* START Text shown *

Credit card debt a miserable kind of debt to have, thanks to high interest rates and long pay-off horizons. But it’s honestly easier to pay off your credit cards than you think. Credit card companies just don’t highlight this because it means they wouldn’t make as much money off of you. If you’re committed to paying off your credit card debt read on, and put those cards away in a drawer and ignore them. Delete them from your phone if they are part of something like Apple Pay. You can’t be adding to your balance on your credit cards each month if you are trying to pay them off.
The Example Set Up
I’m using an example of having 2 credit cards with a total balance of $11,000 for this example. The cards’ details are below:
Card | Credit Limit | Interest Rate | Balance Owed | Min. Payment |
A | $5,000 | 18.99% | $3,000 | $90 |
B | $10,000 | 16.90% | $8,000 | $240 |
If you went right on making the minimum payments, the credit card companies would love it. Why? It would take you 18 years and 2 months to pay off these cards, and the lenders would rake in a total of $9,999.51 between the two of them. That’s about $1,000 shy of paying your combined total balance owed ($11,000), twice over! I don’t think the companies are entitled to that much money just for extending us credit.
Why do credit cards take so long to pay off?

* END Text shown *
* START Record list *

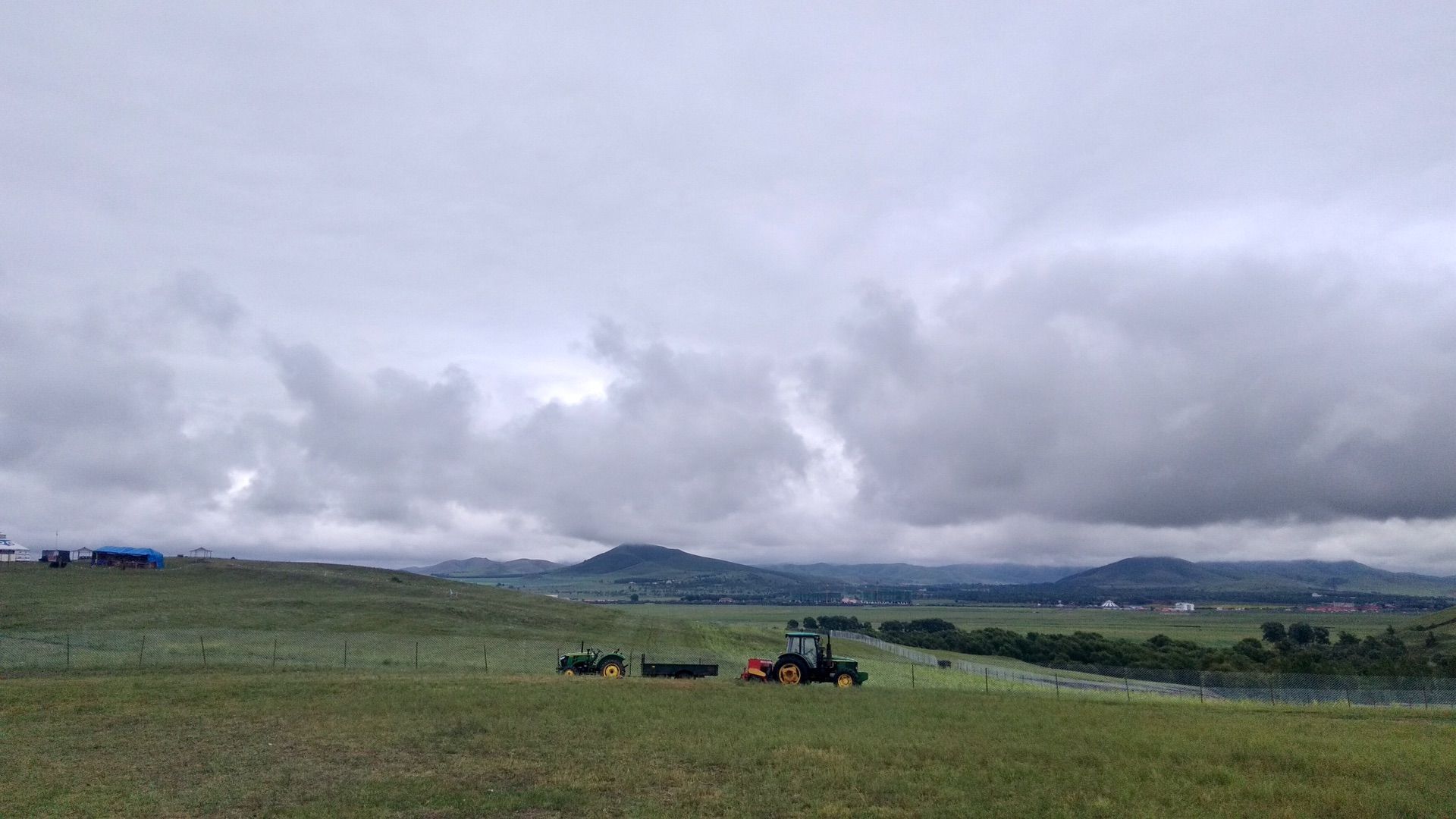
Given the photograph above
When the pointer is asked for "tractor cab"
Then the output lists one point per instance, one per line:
(579, 662)
(807, 657)
(593, 662)
(804, 645)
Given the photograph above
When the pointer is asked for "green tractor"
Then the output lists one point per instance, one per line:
(804, 661)
(610, 665)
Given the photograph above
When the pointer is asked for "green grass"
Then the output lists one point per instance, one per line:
(350, 745)
(1206, 626)
(85, 618)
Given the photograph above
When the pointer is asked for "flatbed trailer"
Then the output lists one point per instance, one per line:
(679, 670)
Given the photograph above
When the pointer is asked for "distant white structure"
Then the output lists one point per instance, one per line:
(11, 551)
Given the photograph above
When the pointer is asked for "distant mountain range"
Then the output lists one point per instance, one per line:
(654, 564)
(485, 567)
(647, 563)
(912, 575)
(1138, 573)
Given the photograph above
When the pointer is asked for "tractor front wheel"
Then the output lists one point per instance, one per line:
(791, 672)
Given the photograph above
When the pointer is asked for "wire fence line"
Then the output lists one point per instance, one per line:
(1206, 687)
(131, 651)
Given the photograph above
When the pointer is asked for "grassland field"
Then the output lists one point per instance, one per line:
(1207, 627)
(367, 741)
(441, 745)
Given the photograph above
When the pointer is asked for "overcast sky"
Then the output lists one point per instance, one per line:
(769, 283)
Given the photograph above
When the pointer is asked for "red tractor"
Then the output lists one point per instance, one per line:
(805, 661)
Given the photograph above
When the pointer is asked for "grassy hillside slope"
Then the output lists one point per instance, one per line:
(256, 595)
(340, 745)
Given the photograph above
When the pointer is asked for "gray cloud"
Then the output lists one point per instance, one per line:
(1142, 279)
(1147, 392)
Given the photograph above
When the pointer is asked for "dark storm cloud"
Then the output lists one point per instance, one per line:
(1147, 278)
(1156, 392)
(679, 441)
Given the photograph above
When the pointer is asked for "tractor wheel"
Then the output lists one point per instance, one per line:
(791, 672)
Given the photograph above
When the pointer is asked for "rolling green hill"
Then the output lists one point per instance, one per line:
(1340, 576)
(1150, 573)
(912, 575)
(1298, 577)
(647, 563)
(485, 567)
(235, 595)
(259, 595)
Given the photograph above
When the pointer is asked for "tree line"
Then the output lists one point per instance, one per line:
(1288, 649)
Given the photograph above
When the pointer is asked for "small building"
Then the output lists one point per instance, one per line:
(55, 558)
(11, 551)
(127, 557)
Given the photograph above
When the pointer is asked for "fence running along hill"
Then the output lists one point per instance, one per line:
(1242, 687)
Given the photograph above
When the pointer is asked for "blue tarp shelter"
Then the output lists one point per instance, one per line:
(127, 554)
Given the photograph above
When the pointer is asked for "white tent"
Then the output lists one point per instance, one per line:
(11, 551)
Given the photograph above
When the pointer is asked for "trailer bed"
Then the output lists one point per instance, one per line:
(679, 670)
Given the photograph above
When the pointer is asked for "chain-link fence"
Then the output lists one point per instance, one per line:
(1125, 682)
(99, 651)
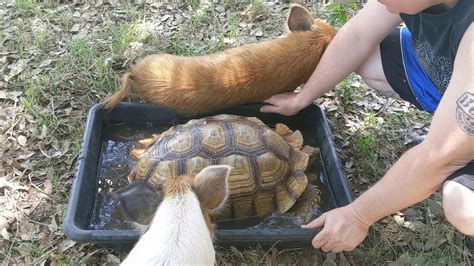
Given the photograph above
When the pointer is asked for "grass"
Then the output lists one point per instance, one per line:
(26, 7)
(258, 7)
(194, 4)
(199, 20)
(339, 14)
(42, 39)
(126, 34)
(82, 74)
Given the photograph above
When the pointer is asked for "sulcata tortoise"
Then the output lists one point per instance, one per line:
(268, 172)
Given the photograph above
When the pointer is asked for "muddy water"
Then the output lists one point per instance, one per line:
(115, 164)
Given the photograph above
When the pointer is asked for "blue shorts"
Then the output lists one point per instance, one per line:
(405, 74)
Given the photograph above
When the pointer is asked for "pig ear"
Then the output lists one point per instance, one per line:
(299, 19)
(139, 201)
(211, 187)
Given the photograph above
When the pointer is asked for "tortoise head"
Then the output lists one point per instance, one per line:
(139, 201)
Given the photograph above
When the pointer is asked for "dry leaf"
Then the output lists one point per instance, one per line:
(65, 245)
(5, 234)
(21, 140)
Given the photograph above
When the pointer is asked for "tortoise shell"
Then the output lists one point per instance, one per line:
(268, 165)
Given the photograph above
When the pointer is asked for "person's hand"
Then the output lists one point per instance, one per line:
(342, 231)
(285, 103)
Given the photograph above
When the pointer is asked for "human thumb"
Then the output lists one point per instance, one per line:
(318, 222)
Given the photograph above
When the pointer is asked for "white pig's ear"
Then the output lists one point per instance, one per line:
(299, 19)
(139, 201)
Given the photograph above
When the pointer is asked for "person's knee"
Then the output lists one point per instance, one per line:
(458, 205)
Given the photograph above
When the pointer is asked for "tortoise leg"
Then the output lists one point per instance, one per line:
(314, 154)
(308, 204)
(294, 138)
(142, 145)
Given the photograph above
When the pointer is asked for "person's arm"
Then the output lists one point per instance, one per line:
(347, 51)
(448, 147)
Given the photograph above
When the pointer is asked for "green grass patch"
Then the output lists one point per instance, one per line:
(233, 25)
(258, 7)
(26, 7)
(350, 90)
(194, 4)
(42, 39)
(202, 19)
(339, 14)
(126, 34)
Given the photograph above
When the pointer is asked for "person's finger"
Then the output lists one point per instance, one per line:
(268, 108)
(318, 222)
(336, 250)
(328, 247)
(272, 100)
(321, 239)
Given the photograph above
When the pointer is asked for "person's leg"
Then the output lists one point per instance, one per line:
(458, 199)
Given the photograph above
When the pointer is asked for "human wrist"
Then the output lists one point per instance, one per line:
(302, 101)
(358, 214)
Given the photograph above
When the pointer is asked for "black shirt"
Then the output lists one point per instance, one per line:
(436, 34)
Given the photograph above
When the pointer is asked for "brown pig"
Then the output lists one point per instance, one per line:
(245, 74)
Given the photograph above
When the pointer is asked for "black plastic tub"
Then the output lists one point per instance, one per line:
(310, 121)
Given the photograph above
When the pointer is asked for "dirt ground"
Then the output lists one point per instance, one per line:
(59, 59)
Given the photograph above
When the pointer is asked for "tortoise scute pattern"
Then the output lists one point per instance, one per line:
(267, 175)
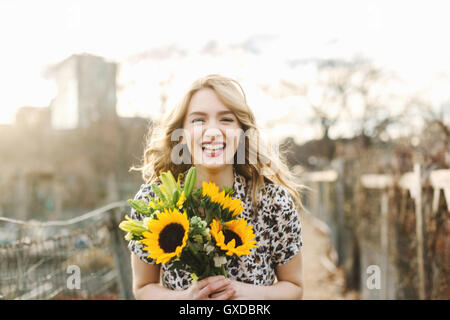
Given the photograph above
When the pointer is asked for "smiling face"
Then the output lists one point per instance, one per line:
(212, 130)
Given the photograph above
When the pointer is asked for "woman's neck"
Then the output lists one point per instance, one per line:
(221, 177)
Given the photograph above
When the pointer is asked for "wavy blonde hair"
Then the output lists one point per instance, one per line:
(159, 145)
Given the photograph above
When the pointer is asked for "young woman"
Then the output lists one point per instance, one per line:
(221, 140)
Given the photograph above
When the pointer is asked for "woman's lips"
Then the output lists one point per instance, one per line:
(213, 150)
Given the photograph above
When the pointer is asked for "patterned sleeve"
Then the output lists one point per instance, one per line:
(134, 246)
(286, 237)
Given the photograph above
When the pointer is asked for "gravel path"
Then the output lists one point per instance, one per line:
(322, 279)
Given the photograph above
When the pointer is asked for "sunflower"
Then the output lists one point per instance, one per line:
(168, 235)
(234, 206)
(234, 237)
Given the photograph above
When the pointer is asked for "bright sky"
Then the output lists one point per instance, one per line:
(408, 36)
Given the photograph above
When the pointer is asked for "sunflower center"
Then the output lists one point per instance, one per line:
(171, 237)
(230, 235)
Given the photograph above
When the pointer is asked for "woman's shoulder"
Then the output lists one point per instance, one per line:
(275, 192)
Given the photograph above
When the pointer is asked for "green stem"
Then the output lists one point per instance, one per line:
(224, 272)
(194, 252)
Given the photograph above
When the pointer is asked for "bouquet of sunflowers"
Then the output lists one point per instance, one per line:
(195, 230)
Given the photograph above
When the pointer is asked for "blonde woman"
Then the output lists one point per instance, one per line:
(220, 138)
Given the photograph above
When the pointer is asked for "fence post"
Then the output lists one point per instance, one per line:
(384, 232)
(420, 226)
(121, 257)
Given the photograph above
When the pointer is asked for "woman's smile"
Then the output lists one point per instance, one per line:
(213, 149)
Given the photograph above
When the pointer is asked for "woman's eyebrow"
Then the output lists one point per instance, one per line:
(203, 113)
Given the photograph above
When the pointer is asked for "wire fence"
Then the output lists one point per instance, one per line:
(81, 258)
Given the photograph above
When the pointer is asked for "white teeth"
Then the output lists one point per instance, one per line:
(213, 147)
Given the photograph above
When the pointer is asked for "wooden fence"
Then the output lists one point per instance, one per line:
(339, 202)
(35, 265)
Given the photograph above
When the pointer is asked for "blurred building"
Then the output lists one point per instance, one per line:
(86, 91)
(33, 117)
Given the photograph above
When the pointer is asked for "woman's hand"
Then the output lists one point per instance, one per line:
(211, 288)
(242, 291)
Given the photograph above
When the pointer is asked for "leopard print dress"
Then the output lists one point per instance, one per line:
(278, 234)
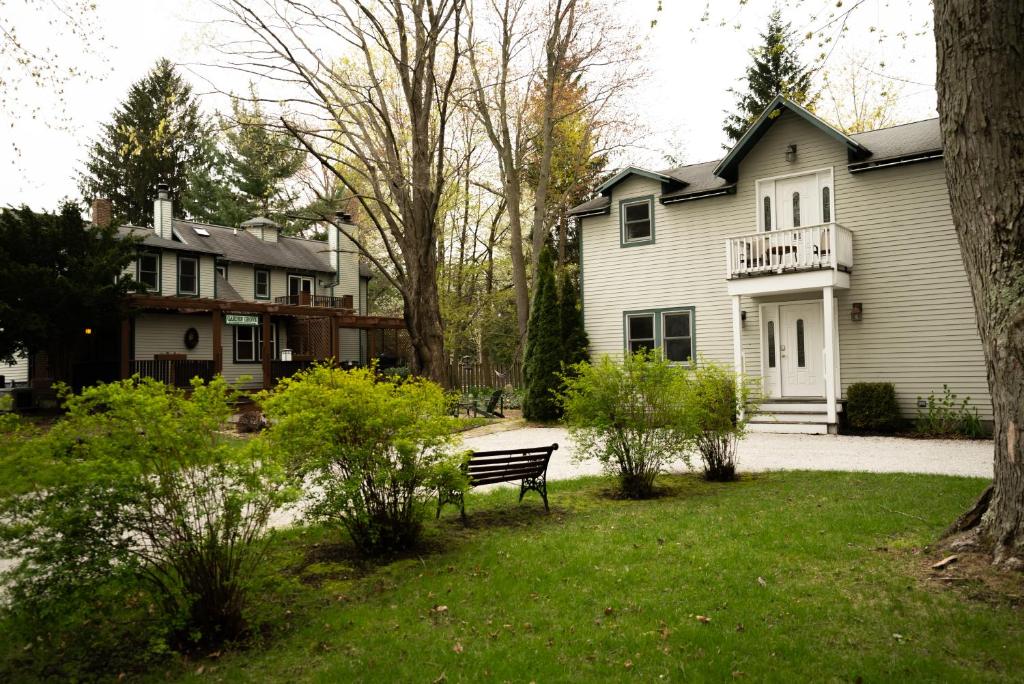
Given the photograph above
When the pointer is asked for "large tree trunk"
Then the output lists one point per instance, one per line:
(980, 46)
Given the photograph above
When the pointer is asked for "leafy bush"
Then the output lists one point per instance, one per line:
(629, 416)
(372, 451)
(133, 498)
(944, 417)
(871, 405)
(718, 402)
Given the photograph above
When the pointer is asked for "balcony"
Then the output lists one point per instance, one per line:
(321, 301)
(827, 246)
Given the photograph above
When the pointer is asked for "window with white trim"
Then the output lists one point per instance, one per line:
(640, 332)
(187, 275)
(637, 220)
(147, 270)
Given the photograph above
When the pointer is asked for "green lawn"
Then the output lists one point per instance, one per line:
(611, 590)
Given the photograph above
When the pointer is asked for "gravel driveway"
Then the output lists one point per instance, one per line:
(782, 452)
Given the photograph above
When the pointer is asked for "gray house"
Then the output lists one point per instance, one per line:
(807, 258)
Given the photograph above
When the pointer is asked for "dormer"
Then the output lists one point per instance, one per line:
(263, 228)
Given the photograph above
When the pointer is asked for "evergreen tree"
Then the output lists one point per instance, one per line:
(544, 346)
(574, 339)
(158, 134)
(776, 70)
(260, 162)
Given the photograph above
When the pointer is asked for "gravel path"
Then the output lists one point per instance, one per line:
(783, 452)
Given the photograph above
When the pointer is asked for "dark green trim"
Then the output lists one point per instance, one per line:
(658, 313)
(729, 166)
(649, 199)
(177, 276)
(269, 287)
(160, 268)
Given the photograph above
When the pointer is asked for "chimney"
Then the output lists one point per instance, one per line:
(163, 211)
(102, 211)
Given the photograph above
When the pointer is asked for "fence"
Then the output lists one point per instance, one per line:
(466, 377)
(175, 372)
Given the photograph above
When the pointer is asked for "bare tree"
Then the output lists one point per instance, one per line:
(981, 109)
(376, 116)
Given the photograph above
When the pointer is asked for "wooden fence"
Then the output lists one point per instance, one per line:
(466, 377)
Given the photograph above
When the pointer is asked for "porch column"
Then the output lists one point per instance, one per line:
(218, 348)
(266, 351)
(126, 350)
(829, 356)
(737, 335)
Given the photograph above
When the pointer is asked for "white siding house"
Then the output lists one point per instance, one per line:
(807, 258)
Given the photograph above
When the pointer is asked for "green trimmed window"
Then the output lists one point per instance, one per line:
(637, 218)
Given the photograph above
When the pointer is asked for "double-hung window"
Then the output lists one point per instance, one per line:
(262, 279)
(147, 270)
(637, 218)
(249, 343)
(187, 275)
(669, 331)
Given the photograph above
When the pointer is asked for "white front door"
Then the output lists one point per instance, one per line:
(801, 347)
(797, 202)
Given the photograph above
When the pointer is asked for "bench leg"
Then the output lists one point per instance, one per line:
(538, 484)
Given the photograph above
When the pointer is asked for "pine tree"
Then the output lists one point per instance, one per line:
(261, 162)
(776, 70)
(574, 339)
(544, 346)
(158, 134)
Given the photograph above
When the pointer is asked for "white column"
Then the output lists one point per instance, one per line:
(829, 356)
(737, 335)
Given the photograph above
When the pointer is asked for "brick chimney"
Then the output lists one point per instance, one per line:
(163, 211)
(102, 211)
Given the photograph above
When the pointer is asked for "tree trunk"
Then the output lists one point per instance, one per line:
(981, 104)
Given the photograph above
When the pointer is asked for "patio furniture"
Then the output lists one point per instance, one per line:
(528, 466)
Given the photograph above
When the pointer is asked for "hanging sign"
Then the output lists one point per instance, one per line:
(241, 319)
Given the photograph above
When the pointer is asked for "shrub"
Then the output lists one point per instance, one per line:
(718, 402)
(132, 497)
(629, 416)
(871, 405)
(944, 417)
(371, 450)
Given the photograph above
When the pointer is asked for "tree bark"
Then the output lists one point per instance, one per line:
(981, 105)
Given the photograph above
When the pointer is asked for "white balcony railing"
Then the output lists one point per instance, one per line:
(807, 248)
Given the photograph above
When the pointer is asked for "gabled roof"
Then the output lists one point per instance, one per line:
(728, 166)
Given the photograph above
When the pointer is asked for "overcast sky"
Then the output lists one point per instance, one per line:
(692, 63)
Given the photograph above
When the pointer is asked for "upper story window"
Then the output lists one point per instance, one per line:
(640, 332)
(187, 275)
(637, 217)
(147, 270)
(262, 281)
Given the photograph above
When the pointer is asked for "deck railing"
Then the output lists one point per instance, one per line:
(176, 372)
(323, 301)
(806, 248)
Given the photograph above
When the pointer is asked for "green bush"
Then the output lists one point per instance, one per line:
(945, 417)
(372, 451)
(629, 416)
(718, 402)
(134, 499)
(871, 407)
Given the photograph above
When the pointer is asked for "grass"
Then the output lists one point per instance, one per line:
(780, 576)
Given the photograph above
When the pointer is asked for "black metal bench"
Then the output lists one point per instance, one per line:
(529, 466)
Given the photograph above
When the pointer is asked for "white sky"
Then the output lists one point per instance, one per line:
(692, 63)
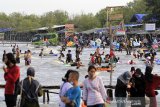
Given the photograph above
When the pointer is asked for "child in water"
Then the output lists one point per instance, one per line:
(69, 57)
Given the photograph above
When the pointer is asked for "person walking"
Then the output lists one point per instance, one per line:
(64, 87)
(94, 93)
(121, 88)
(73, 96)
(31, 90)
(137, 89)
(11, 76)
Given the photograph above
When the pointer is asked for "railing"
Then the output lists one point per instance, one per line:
(46, 91)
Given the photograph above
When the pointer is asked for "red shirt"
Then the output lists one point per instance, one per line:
(12, 75)
(152, 86)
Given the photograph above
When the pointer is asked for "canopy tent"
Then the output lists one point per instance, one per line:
(2, 30)
(138, 18)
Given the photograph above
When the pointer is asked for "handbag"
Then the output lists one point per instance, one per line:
(20, 98)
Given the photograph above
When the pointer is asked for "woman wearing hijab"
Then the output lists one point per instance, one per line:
(31, 90)
(94, 93)
(64, 87)
(137, 89)
(121, 88)
(152, 83)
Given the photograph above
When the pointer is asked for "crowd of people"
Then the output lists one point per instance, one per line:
(133, 84)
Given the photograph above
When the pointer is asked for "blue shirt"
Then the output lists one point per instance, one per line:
(74, 94)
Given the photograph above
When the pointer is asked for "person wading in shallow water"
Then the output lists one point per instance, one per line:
(31, 90)
(11, 76)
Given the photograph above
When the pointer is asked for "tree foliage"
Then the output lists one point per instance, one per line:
(23, 22)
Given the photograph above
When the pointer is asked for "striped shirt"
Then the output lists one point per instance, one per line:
(94, 91)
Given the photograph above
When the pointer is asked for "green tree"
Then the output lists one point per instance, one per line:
(85, 22)
(154, 7)
(102, 17)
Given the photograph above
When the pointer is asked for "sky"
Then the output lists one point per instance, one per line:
(40, 7)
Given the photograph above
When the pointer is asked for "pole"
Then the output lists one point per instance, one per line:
(111, 39)
(107, 17)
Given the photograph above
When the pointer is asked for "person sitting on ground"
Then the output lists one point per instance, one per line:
(31, 90)
(152, 83)
(136, 89)
(69, 57)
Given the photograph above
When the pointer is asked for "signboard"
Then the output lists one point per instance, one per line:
(150, 27)
(120, 32)
(113, 17)
(69, 29)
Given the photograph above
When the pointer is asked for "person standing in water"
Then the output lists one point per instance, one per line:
(17, 55)
(11, 76)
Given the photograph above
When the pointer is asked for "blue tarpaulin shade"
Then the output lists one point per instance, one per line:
(138, 18)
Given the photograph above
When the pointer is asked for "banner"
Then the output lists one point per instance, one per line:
(69, 29)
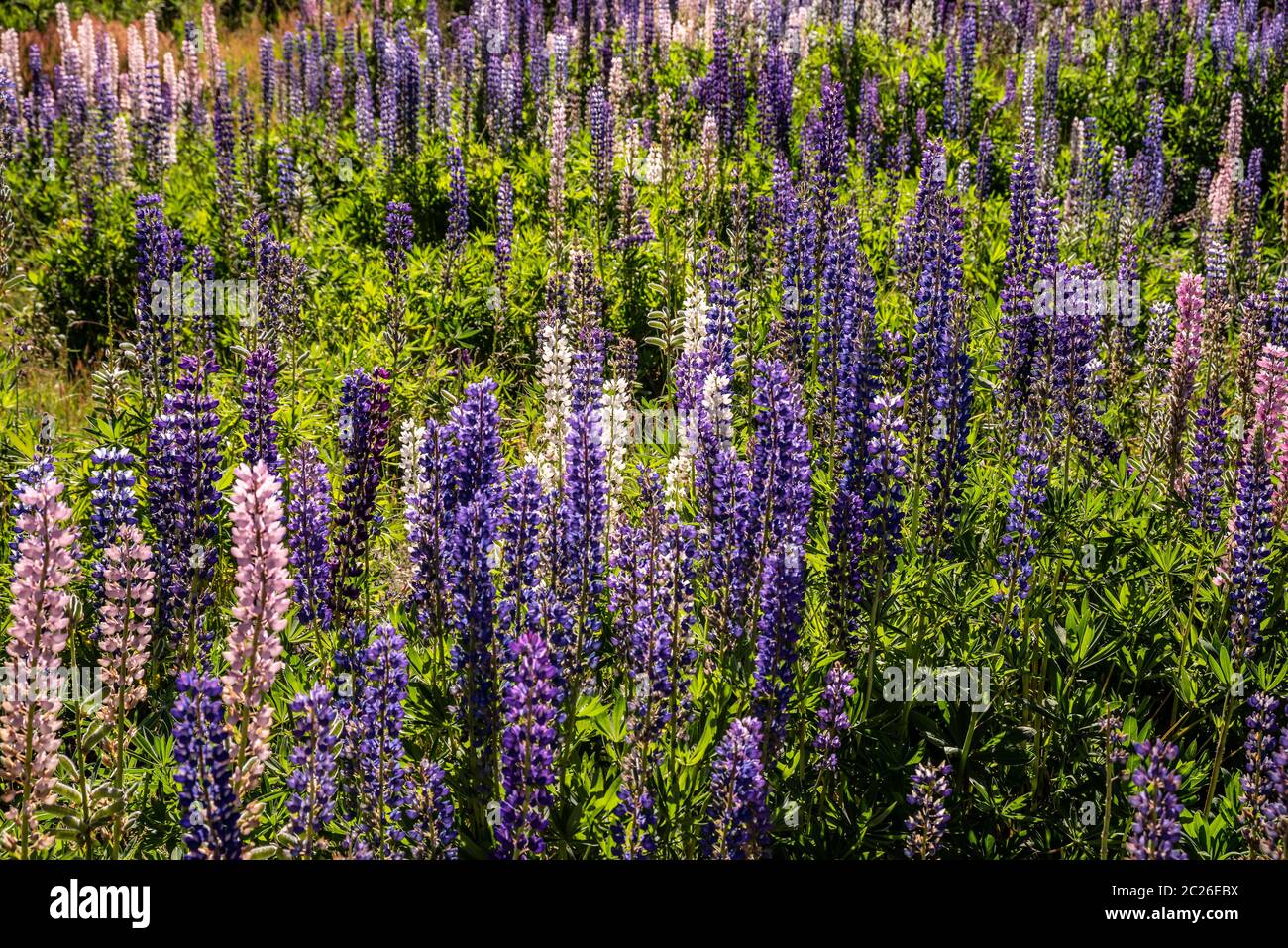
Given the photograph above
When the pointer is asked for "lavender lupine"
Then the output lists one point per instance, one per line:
(205, 771)
(1252, 531)
(1022, 530)
(528, 746)
(398, 237)
(385, 794)
(1155, 832)
(114, 506)
(159, 256)
(364, 434)
(928, 820)
(1186, 346)
(184, 467)
(124, 635)
(833, 721)
(781, 509)
(580, 556)
(259, 410)
(308, 528)
(312, 779)
(459, 205)
(738, 817)
(433, 831)
(31, 700)
(428, 504)
(1206, 485)
(1263, 804)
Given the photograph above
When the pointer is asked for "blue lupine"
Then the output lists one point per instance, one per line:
(205, 772)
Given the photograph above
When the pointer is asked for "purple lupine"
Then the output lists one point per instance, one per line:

* END Record list *

▶ [What you should do]
Summarize the text about paying off credit card debt above in two sentences.

▶ [The solution]
Credit card debt is miserable to carry because of high interest rates and long payoff times, but paying it off is easier than you might think, as long as you stop adding to your balances. In an example with two cards owing $11,000 in total, making only the minimum payments would take 18 years and 2 months and hand the lenders $9,999.51.